◆ TEXT TO READ ◆
# Ssshh don't tell mum...



## jeanluc_pippen_merry (Aug 2, 2011)

(I'm not really a bunny, im a puppy! _meow meow!_)


----------



## Ashleighh (Aug 2, 2011)

Shhh! I'm a puppy too! hehe. This is how us doggies beg our hoomins for treats <3


----------



## jeanluc_pippen_merry (Aug 3, 2011)

(All i have to do is show mum my puppy dog eyes and i get anything i want! ^.^)


----------



## gmas rabbit (Aug 3, 2011)

these guys are just too cute, thank you for the warm and fuzzy pictures.


----------



## I_heart_Fraggles (Aug 3, 2011)

I dont need to be a puppy at all. I just GET what I WANT!!!!! Cause I am a queen. Long live queen Fraggles


----------



## Kipcha (Aug 3, 2011)

◆ EXCERPTED RECORDS ◆
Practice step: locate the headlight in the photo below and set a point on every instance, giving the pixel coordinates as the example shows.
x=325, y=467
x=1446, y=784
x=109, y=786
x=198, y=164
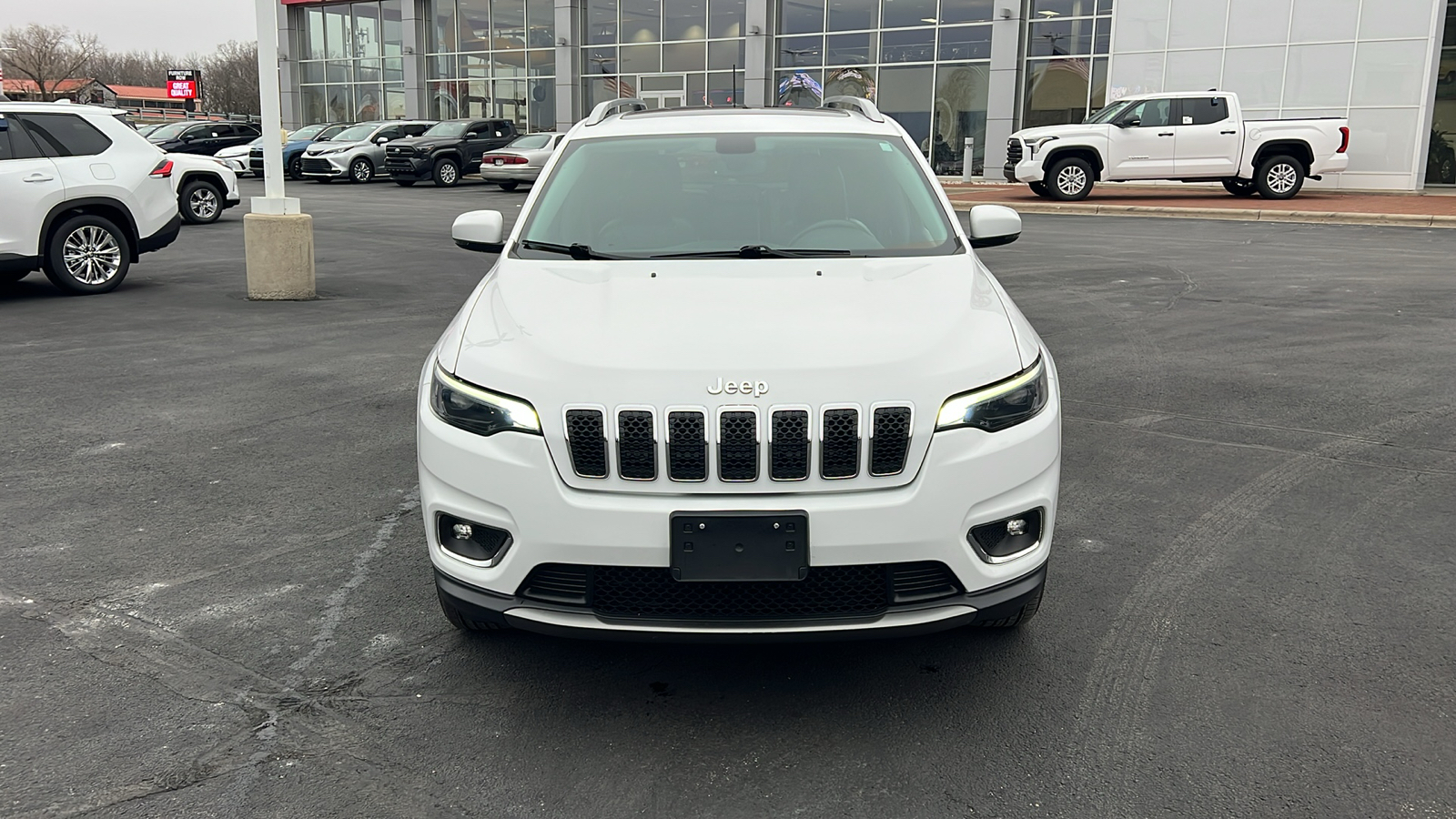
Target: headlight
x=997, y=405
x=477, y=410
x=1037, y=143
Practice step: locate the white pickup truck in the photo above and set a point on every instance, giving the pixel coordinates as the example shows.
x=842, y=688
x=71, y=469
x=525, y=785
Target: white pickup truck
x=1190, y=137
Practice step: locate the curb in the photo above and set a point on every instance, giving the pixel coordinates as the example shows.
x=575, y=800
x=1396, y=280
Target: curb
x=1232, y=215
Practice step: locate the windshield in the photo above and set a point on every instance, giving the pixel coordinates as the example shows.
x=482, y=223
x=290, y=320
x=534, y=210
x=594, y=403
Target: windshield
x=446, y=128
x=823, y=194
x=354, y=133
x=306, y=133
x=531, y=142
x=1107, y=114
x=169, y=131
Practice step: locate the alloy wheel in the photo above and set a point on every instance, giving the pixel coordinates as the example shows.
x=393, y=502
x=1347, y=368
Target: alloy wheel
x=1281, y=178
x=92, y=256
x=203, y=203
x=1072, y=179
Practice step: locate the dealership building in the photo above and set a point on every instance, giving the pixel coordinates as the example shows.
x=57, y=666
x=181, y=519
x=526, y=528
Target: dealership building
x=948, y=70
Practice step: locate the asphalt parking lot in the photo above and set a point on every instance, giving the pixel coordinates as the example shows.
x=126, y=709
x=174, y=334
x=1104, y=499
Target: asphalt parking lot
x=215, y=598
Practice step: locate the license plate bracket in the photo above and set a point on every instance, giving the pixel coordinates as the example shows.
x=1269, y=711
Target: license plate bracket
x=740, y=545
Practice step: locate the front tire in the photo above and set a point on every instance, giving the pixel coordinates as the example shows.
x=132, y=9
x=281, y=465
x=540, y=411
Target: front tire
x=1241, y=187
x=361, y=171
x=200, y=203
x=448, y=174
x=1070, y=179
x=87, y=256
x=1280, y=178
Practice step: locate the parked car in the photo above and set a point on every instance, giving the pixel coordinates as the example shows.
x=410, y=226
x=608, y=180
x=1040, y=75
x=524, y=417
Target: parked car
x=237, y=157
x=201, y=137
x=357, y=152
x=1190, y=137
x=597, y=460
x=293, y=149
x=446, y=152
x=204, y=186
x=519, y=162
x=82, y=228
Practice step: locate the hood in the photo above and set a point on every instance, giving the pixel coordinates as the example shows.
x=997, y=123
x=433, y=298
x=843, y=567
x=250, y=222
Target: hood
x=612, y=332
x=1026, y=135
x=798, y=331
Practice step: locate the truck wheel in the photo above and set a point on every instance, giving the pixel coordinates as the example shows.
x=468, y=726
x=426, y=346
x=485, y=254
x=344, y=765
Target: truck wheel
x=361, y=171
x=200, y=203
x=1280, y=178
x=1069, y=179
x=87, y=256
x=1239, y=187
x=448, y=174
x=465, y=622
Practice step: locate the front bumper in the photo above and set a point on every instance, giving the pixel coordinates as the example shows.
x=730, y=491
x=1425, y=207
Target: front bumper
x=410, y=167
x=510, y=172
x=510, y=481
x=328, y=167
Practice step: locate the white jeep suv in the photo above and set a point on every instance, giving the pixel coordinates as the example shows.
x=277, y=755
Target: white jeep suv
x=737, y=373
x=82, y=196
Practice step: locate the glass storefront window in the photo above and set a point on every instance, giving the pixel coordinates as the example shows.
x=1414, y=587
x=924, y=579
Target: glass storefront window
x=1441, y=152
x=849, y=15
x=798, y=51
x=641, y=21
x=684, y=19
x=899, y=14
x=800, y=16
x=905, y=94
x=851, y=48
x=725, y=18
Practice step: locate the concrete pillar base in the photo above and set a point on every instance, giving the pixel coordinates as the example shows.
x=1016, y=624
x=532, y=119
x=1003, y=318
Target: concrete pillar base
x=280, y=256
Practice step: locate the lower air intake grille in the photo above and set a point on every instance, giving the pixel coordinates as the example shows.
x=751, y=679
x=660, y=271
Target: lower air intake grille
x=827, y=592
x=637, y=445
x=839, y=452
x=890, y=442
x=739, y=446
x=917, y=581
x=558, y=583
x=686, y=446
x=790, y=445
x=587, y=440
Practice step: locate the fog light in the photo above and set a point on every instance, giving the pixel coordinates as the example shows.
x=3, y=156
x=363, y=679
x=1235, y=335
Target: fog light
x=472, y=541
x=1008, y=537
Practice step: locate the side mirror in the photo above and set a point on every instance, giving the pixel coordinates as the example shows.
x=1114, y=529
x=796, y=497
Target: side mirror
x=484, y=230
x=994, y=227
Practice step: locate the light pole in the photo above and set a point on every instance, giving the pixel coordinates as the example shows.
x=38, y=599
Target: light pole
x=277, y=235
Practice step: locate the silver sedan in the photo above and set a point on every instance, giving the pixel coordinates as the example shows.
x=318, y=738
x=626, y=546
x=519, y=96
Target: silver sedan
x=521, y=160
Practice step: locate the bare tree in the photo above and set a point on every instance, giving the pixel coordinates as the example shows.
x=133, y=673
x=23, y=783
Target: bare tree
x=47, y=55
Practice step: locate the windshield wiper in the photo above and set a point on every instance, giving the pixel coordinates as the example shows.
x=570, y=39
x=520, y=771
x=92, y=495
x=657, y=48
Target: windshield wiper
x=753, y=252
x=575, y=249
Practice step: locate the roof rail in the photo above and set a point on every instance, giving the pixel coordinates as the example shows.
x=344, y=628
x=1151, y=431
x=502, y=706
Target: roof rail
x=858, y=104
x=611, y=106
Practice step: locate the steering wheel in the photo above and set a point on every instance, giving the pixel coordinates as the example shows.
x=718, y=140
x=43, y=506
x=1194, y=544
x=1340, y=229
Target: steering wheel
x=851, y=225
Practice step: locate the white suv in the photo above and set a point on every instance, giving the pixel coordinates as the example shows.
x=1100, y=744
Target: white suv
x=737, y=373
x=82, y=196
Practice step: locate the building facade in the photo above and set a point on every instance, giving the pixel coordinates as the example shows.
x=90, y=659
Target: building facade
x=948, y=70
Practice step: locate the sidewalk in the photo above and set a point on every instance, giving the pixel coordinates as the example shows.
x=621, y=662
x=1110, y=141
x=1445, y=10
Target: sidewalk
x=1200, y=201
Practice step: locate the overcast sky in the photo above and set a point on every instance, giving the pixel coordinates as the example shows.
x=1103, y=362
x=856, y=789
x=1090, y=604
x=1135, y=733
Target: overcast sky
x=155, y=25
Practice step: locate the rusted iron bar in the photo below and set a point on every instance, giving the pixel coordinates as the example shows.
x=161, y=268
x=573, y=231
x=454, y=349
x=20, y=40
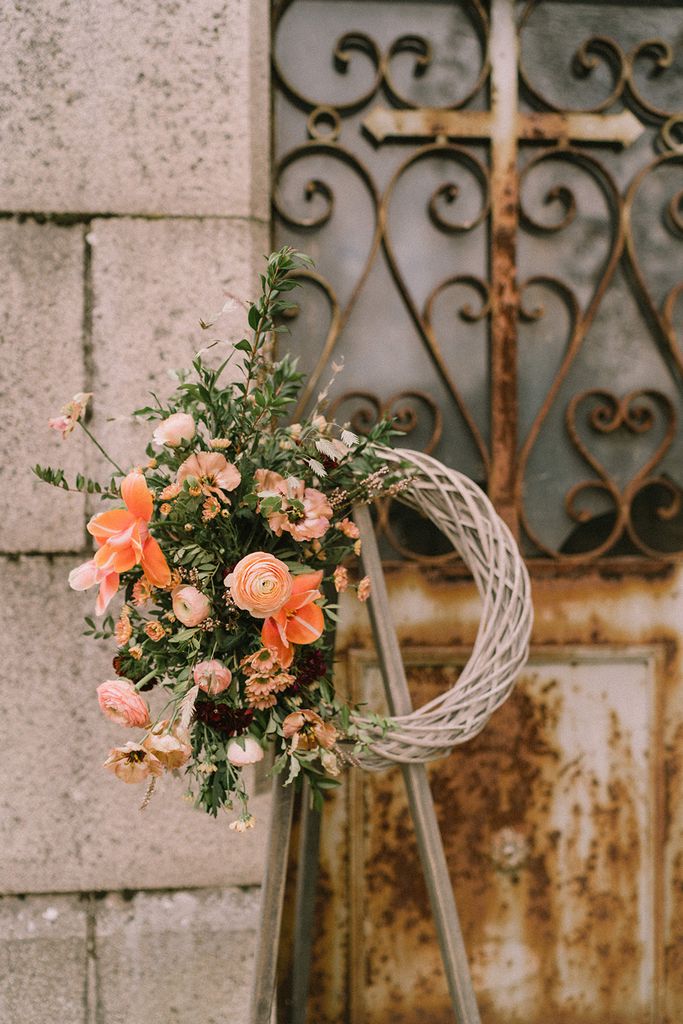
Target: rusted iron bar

◆ WHAT TO DO ◆
Please carry on the bunny forum thread from the point where it stops. The data here is separate material.

◆ OUTPUT BELOW ◆
I would say Babbitty is puppy-like... But Babbitty is way cuter then any puppy!

[align=center]



[/align]


----------



## jeanluc_pippen_merry (Aug 3, 2011)

Hehe definitely cuter than a puppy! Mum used to be a dog person until she got us, now she's a crazy puppy rabbit lady! 

(I'm getting a little peckish...)


----------



## gmas rabbit (Aug 4, 2011)

Very, very cute little puppies. Fraggles did you give up your goal to be president in exchange to being a queen??lol. You are so cute you could be both.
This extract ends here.